▶ [DOCUMENT SECTION]:
------------------------------------------------------------------------
Bringing the world to ONS: Working together on data science and big data

As part of the ONS Data Science Campus five-year celebrations we recently hosted a three-day event to advance international collaboration and celebrate the international impact of our work.

We welcomed guests from 26 national and international organisations at our offices in Newport, including partners from Rwanda, Brazil, Thailand, Lebanon, Jordan and Canada. Our partners brought a wide range of skills from the world of Big Data and official statistics ranging from chief technology officers and methodology leads to data scientists and national statisticians.

This wealth of knowledge and experience gave us a unique opportunity to learn about the data science journey each of the organisations had been on over the past five years. One of the highlights of the event was a panel discussion with senior leaders from Ghana, Ireland, UK and the Netherlands, sharing the lessons learned from their organisations’ different experiences. Ronald Jansen, Assistant Director of the United Nations Statistics Division helped us understand how much progress official statistical organisations around the world have made come in building data capability.

Across the three days a series of sprints and workshops focused on projects involving the Campus, other National Statistical Organisations, and the UN. These covered several core themes including capability, technology and new methods and data sources and were run by groups that included the UNECE (United Nations Economic Commission for Europe) Blue Sky Thinking Network, the UN Regional Hubs, the ONS-UNECE Machine Learning group. As a result of the work in Newport, the UNECE (BSTN) is now moving forward with a new project on cloud use for official statistics. The four UN Regional Hubs are stepping up activities to share experiences with each other to accelerate their development.

Michael Reusens, Data Science Coordinator from Statistics Flanders, led the Machine Learning Group’s web scraping data sprint, and commented: “The in-person sprint was extremely motivational for our group. It was really valuable to work side-by-side with colleagues in the room compared to working alone or purely online”.

Other participants spoke about being able to meet people from so many different organisations and projects and of having those informal conversations that really help build connections and create new ideas.
------------------------------------------------------------------------
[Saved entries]

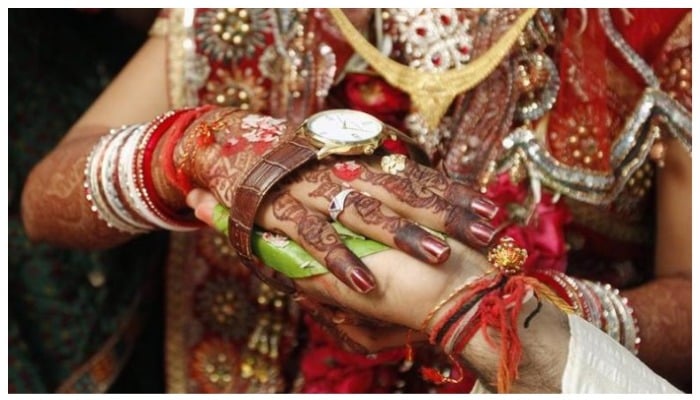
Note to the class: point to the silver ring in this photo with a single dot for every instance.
(337, 204)
(393, 163)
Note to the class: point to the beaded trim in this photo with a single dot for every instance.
(628, 152)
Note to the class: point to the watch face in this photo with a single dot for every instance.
(344, 126)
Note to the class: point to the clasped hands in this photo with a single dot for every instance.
(385, 198)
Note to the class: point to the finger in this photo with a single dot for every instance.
(414, 201)
(374, 339)
(324, 316)
(369, 217)
(203, 203)
(311, 230)
(455, 192)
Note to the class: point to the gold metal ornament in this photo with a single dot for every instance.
(507, 257)
(432, 92)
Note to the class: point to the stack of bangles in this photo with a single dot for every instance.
(494, 301)
(118, 179)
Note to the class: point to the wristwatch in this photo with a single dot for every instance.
(330, 132)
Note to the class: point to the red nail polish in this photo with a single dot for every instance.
(363, 281)
(484, 207)
(437, 248)
(483, 233)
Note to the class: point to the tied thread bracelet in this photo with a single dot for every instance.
(491, 302)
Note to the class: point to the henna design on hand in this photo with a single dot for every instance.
(314, 232)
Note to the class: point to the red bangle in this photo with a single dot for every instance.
(144, 175)
(174, 175)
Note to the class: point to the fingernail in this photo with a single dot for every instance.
(482, 232)
(437, 248)
(484, 207)
(416, 241)
(363, 281)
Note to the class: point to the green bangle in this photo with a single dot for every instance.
(286, 256)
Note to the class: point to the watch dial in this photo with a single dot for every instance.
(344, 126)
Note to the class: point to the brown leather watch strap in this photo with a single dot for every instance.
(273, 166)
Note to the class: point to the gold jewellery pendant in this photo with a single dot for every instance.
(432, 92)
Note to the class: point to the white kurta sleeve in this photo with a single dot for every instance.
(598, 364)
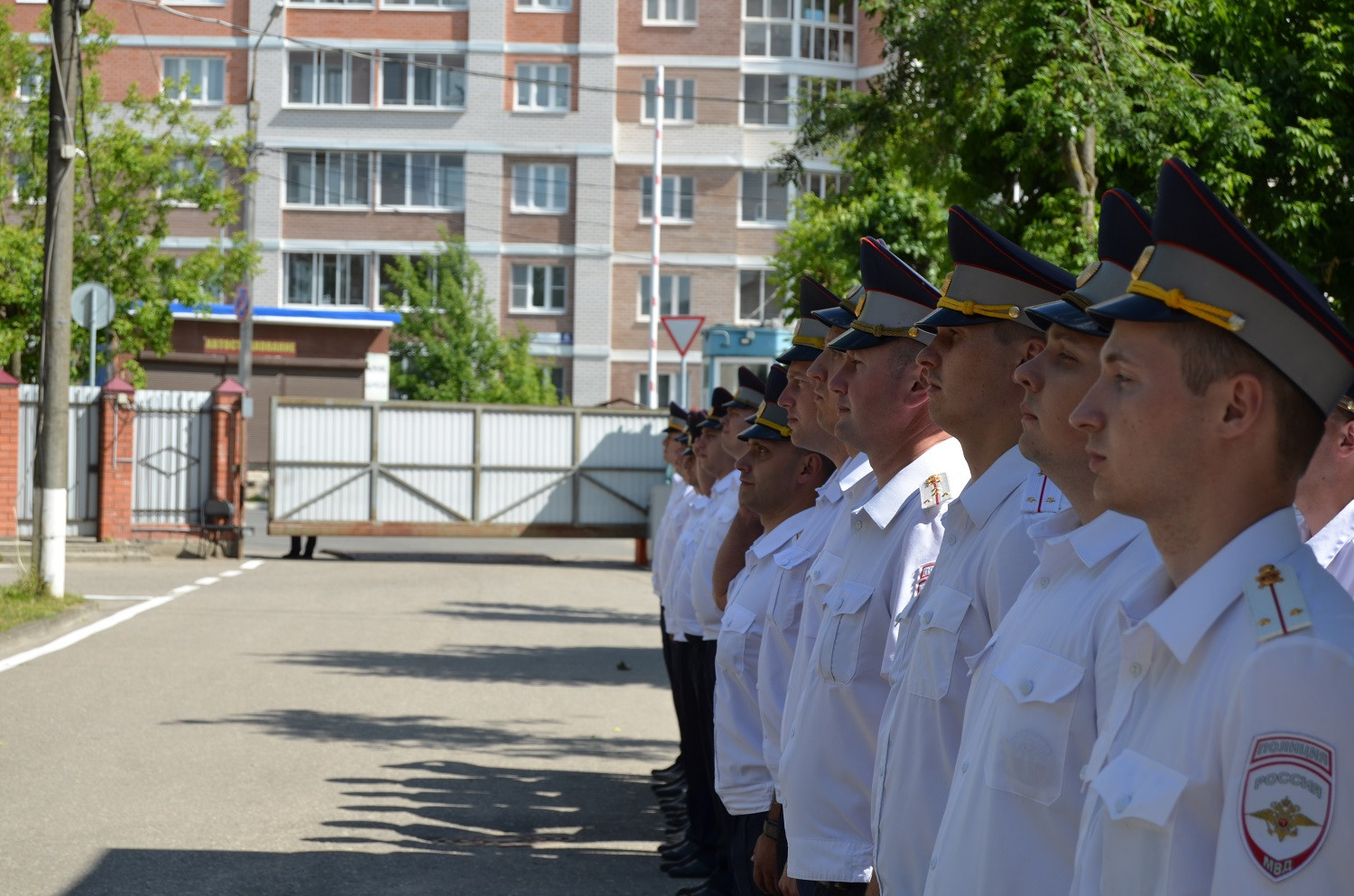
------------------------------------------------------------------------
▶ [PROMPT 1]:
Reproduce the passage of the ONS data science event article, everything from "Michael Reusens, Data" down to "create new ideas.".
▶ [PROMPT 2]:
Carry the ONS data science event article further from its last sentence.

▶ [WRITTEN REPLY 1]:
Michael Reusens, Data Science Coordinator from Statistics Flanders, led the Machine Learning Group’s web scraping data sprint, and commented: “The in-person sprint was extremely motivational for our group. It was really valuable to work side-by-side with colleagues in the room compared to working alone or purely online”.

Other participants spoke about being able to meet people from so many different organisations and projects and of having those informal conversations that really help build connections and create new ideas.

▶ [WRITTEN REPLY 2]:
The UN Regional Hubs delivered several outcomes. Ceri Regan, Data Science Campus, and UN TCCD Task Team on Training, Competencies and Capacity Development member commented: “We promoted the UN Regional Hubs, learned how they could support each other and leverage synergies, discussed potential partnerships and promoted the capability building tools already available to NSOs. The depth of discussion was noted throughout – this never happens virtually!”

The event produced a wide range of outcomes in the areas of building capability and innovating with new techniques and data sources. Data science capability experts from the Campus including our International Development Squad and UN TCCD held insightful discussions on how best to deliver data science training, globally, on mass, in an online virtual world. The UK and UN experts also identified opportunities for stronger partnerships.

“This is one of the first large-scale meetings ONS has hosted at its offices since the start of the pandemic,” commented Hannah Rogers, one of the event organisers. “Preparations were significant and involved many ONS teams. It was great to see everything come together so well during the event itself.”

Many new connections were made, and existing relationships renewed. By expanding professional networks, the meeting has helped lay the ground for future collaboration and the generation of new ideas across the international statistical community.

We are proud to say that over the three days we cemented our reputation as a leader in international data science for official statistics, shaping the statistical agenda, leading collaboration on the most urgent statistical challenges, and promoting the UK as a world leader in data science for official statistics.